→ **PASSAGE**
The christmas child - Frans-Jan W. Parmentier

Klassekampen, 21 March 2016
What do they mean when meteorologists say that it’s warmer because of El Niño?
The christmas child
Last year was worldwide the hottest year ever. And this year will probably be even warmer.
At least, that’s what the British Met Office said last December, and with the record-breaking heat of the past three months they haven’t been proven wrong so far. Normally, scientists are hesitant with such predictions. But then again, this year isn’t a normal year: A strong El Niño is in progress which sets climate change in a higher gear.
El Niño receives a lot of media attention. The phenomenon is often connected to a surge in droughts in parts of North America, Southeast Asia and Africa. Because of these droughts, the UN warned a month ago for a worldwide food crisis as a result of El Niño. Droughts also lead to more forest fires, like the ones that plagued Indonesia last year. Stifling smoke stretched until Malaysia and in a few weeks’ time more CO₂ was emitted than Germany does in a whole year.

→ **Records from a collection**
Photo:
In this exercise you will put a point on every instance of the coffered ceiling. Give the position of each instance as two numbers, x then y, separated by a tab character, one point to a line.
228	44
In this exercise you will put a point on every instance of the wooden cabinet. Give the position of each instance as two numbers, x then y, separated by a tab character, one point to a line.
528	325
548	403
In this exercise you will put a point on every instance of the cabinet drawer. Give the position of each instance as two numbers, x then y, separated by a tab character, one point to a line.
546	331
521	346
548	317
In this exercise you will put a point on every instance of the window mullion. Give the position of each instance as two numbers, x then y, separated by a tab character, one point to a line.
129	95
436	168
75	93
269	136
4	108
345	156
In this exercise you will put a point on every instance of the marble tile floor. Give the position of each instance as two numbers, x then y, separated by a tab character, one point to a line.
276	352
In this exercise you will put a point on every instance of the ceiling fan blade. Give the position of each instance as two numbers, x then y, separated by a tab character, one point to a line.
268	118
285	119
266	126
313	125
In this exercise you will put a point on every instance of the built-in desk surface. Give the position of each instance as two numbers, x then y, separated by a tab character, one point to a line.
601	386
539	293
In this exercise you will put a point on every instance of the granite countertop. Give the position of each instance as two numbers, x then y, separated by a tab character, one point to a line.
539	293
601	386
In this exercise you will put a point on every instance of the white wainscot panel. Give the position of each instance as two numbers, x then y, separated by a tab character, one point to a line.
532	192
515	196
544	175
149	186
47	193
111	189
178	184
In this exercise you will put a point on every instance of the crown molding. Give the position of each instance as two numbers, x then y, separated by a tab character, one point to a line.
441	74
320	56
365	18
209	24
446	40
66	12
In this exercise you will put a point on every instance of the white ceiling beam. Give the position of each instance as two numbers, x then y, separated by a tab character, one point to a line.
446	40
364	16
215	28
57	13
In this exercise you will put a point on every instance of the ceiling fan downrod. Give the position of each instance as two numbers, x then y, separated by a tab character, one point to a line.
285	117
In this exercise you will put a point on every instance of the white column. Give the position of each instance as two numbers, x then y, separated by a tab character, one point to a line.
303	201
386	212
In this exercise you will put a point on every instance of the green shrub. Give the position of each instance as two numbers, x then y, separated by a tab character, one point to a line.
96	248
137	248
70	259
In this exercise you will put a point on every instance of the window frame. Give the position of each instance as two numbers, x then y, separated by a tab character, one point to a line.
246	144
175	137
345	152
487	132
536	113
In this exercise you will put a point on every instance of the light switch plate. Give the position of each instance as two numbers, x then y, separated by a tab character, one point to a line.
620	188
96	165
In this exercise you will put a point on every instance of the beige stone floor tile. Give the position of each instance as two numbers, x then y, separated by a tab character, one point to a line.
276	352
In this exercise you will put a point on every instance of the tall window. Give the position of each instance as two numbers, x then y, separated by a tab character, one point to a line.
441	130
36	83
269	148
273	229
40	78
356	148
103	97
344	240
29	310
==
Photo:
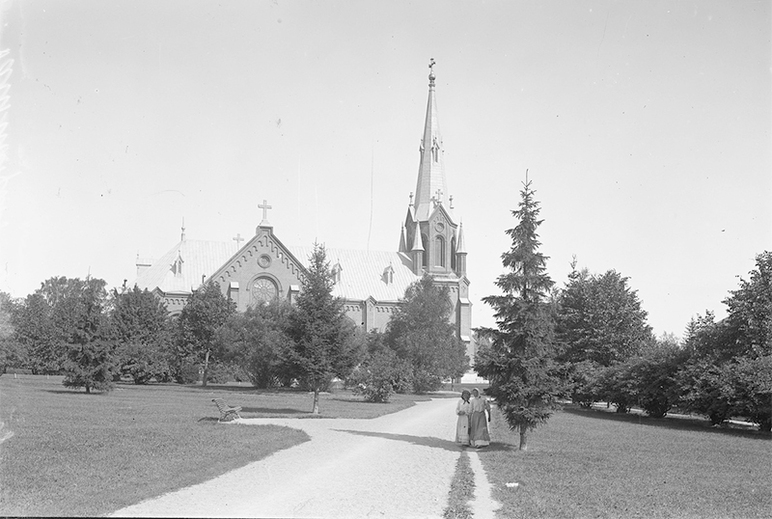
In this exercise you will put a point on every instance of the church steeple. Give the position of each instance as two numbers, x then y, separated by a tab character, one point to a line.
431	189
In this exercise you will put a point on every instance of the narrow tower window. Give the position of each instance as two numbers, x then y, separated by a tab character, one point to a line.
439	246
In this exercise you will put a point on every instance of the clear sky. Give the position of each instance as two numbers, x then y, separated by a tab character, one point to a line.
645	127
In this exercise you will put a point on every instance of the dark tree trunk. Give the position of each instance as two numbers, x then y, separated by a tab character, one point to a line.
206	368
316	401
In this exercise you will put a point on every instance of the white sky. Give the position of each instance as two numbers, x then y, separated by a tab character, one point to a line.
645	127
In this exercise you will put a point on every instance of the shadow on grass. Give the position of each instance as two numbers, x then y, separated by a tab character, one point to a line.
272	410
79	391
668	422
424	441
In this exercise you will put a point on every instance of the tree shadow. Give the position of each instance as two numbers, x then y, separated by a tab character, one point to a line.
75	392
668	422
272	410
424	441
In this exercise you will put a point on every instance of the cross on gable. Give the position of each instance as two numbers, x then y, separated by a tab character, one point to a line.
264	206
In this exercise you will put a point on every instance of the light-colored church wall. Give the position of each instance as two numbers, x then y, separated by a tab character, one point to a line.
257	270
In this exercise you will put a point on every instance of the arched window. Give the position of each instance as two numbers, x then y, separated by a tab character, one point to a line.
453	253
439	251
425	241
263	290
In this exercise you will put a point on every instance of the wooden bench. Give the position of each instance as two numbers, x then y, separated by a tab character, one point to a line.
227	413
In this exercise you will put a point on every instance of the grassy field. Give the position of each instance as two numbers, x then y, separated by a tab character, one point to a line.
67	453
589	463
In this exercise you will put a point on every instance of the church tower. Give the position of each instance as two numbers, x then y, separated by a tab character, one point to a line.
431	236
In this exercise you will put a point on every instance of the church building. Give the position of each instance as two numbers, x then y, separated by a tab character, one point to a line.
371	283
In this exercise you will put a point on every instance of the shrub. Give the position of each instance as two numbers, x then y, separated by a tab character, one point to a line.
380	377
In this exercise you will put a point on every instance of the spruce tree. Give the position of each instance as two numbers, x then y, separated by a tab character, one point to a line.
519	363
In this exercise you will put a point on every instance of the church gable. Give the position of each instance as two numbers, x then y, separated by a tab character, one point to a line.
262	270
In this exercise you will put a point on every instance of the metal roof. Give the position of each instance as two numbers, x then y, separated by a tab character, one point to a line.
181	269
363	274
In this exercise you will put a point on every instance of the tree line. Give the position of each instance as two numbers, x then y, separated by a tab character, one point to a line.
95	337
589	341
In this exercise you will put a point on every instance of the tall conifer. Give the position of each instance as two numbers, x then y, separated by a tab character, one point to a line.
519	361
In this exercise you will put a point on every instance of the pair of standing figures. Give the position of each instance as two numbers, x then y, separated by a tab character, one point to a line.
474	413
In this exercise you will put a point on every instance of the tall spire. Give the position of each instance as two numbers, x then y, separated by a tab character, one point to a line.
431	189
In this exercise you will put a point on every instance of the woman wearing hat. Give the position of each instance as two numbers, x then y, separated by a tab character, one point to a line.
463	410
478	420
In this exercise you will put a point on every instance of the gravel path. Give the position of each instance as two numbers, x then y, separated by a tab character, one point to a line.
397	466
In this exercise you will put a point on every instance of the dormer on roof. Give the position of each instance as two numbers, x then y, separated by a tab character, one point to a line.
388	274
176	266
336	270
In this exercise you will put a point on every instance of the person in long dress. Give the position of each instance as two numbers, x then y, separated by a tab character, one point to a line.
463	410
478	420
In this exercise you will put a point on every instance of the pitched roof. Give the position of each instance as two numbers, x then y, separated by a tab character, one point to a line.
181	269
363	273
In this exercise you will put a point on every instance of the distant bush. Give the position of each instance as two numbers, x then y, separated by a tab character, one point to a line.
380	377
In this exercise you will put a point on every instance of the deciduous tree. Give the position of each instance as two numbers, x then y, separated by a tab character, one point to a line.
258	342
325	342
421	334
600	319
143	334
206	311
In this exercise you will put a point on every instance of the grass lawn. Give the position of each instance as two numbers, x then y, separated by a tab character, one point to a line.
--
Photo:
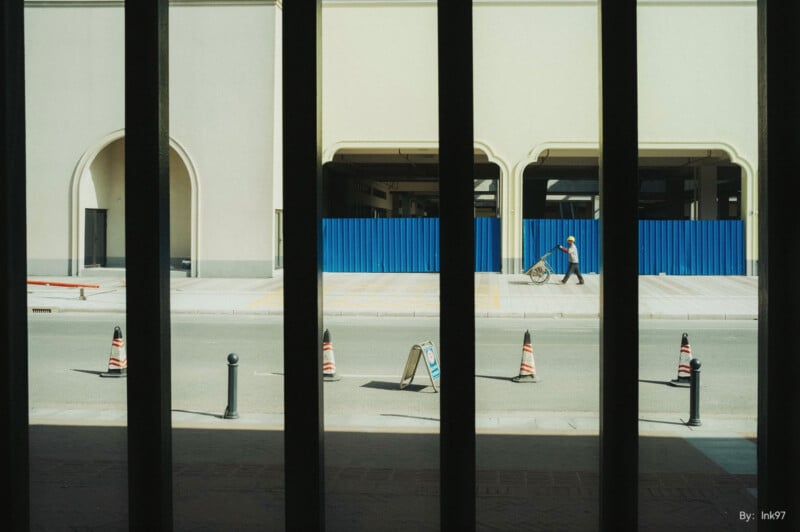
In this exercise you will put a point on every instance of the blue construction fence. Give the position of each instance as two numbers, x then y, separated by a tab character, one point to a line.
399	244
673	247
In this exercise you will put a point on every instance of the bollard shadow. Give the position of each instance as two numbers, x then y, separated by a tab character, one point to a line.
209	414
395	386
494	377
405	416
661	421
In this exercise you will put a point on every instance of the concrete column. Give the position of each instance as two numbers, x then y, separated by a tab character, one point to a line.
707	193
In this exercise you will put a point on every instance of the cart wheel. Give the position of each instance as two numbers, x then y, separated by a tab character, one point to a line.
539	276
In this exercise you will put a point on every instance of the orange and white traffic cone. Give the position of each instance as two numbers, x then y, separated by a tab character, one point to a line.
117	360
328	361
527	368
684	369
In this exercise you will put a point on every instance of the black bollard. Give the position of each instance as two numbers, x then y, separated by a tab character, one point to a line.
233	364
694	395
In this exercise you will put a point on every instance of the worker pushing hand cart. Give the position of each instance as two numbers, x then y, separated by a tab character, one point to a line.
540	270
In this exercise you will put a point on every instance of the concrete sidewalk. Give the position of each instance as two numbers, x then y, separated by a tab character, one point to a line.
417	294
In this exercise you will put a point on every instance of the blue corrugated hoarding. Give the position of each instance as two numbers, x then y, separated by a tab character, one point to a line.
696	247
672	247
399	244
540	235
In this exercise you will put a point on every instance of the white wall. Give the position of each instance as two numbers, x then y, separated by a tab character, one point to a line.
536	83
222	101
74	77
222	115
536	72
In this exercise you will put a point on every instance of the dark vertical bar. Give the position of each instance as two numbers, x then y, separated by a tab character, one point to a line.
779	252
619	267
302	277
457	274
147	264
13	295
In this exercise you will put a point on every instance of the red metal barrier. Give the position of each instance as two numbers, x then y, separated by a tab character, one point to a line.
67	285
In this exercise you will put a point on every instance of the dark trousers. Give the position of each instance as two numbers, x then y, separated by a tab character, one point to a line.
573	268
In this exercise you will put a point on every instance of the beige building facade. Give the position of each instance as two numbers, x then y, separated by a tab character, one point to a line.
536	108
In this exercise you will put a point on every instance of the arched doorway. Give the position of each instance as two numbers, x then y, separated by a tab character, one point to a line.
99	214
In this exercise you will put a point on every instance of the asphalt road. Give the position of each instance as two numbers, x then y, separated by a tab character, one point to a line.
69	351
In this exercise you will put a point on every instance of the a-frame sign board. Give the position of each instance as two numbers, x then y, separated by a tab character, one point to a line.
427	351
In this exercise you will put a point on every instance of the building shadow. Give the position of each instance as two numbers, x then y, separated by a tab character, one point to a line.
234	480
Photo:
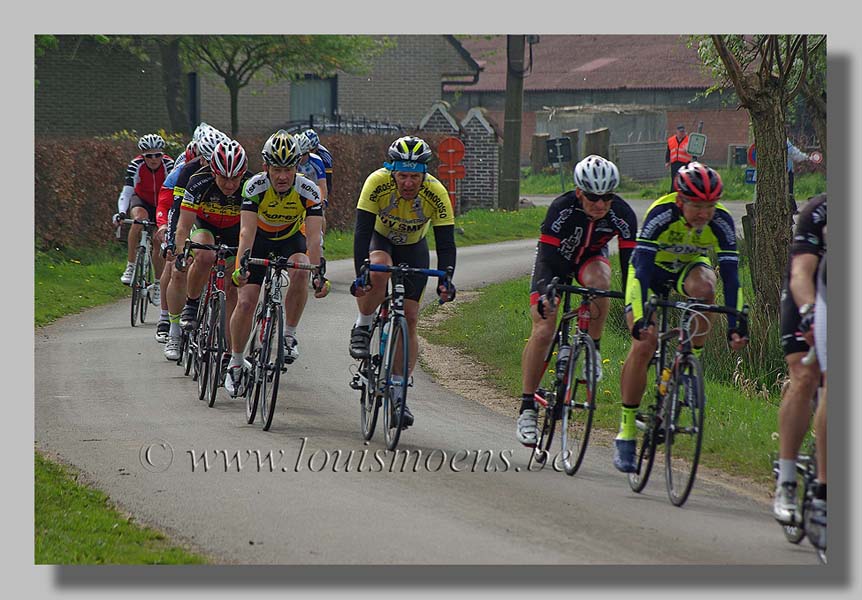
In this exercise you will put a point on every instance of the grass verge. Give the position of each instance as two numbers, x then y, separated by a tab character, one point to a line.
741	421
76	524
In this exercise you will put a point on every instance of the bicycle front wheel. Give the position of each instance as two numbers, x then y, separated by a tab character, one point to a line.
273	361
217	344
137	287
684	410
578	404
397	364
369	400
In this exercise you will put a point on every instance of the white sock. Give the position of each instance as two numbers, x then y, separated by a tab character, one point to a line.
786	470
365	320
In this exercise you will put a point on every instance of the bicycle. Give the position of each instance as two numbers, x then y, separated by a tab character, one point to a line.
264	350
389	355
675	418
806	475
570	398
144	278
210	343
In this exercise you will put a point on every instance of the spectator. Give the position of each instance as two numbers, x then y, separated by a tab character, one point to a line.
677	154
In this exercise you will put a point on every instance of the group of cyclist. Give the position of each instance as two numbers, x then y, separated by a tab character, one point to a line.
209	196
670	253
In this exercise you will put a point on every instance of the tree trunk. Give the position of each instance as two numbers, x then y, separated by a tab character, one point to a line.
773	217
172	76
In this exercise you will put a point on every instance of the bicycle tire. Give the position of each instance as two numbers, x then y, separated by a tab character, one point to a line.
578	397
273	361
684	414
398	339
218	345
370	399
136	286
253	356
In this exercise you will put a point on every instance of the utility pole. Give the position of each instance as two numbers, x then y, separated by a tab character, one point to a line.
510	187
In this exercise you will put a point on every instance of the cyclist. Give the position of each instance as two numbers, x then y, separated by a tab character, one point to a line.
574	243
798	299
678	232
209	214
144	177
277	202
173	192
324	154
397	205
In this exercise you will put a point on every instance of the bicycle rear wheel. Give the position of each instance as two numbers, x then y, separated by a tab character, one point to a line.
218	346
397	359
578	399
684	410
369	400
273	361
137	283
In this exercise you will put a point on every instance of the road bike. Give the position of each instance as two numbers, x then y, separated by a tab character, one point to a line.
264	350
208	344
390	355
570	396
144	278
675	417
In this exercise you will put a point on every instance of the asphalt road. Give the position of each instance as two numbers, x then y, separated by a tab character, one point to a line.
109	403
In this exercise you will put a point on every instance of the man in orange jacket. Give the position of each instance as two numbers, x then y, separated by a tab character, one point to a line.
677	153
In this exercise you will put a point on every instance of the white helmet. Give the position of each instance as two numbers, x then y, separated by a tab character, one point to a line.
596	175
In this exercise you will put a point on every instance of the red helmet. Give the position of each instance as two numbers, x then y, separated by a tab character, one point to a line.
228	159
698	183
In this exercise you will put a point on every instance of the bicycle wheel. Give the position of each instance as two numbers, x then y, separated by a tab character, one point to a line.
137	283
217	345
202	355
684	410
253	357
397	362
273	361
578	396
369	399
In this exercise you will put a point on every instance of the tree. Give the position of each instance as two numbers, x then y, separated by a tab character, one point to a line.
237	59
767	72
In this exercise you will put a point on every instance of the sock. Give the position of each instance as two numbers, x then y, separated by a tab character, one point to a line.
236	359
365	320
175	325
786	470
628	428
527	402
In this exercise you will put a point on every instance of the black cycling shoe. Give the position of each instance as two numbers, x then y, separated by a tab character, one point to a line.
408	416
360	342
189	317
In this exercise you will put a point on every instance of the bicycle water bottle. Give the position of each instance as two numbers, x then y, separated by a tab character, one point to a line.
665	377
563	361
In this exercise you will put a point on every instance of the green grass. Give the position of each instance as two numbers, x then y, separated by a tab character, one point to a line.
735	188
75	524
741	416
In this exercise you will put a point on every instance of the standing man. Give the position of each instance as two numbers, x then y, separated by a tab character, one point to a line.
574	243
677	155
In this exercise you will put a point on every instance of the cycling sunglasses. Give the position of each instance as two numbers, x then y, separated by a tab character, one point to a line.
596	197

→ **ACTIVITY A**
According to the El Niño article, why did the UN warn of a worldwide food crisis?
→ **ACTIVITY B**
In the El Niño article, which organization said last December that this year would probably be even warmer?
→ **ACTIVITY C**
Output the part of the El Niño article that opens with the words containing "At least, that’s" and closes with "a whole year.".
The items have nothing to do with the El Niño article.

→ **WRITTEN RESPONSE A**
El Niño is connected to a surge in droughts in parts of North America, Southeast Asia and Africa. Because of these droughts, the UN warned of a worldwide food crisis.

→ **WRITTEN RESPONSE B**
The British Met Office.

→ **WRITTEN RESPONSE C**
At least, that’s what the British Met Office said last December, and with the record-breaking heat of the past three months they haven’t been proven wrong so far. Normally, scientists are hesitant with such predictions. But then again, this year isn’t a normal year: A strong El Niño is in progress which sets climate change in a higher gear.
El Niño receives a lot of media attention. The phenomenon is often connected to a surge in droughts in parts of North America, Southeast Asia and Africa. Because of these droughts, the UN warned a month ago for a worldwide food crisis as a result of El Niño. Droughts also lead to more forest fires, like the ones that plagued Indonesia last year. Stifling smoke stretched until Malaysia and in a few weeks’ time more CO₂ was emitted than Germany does in a whole year.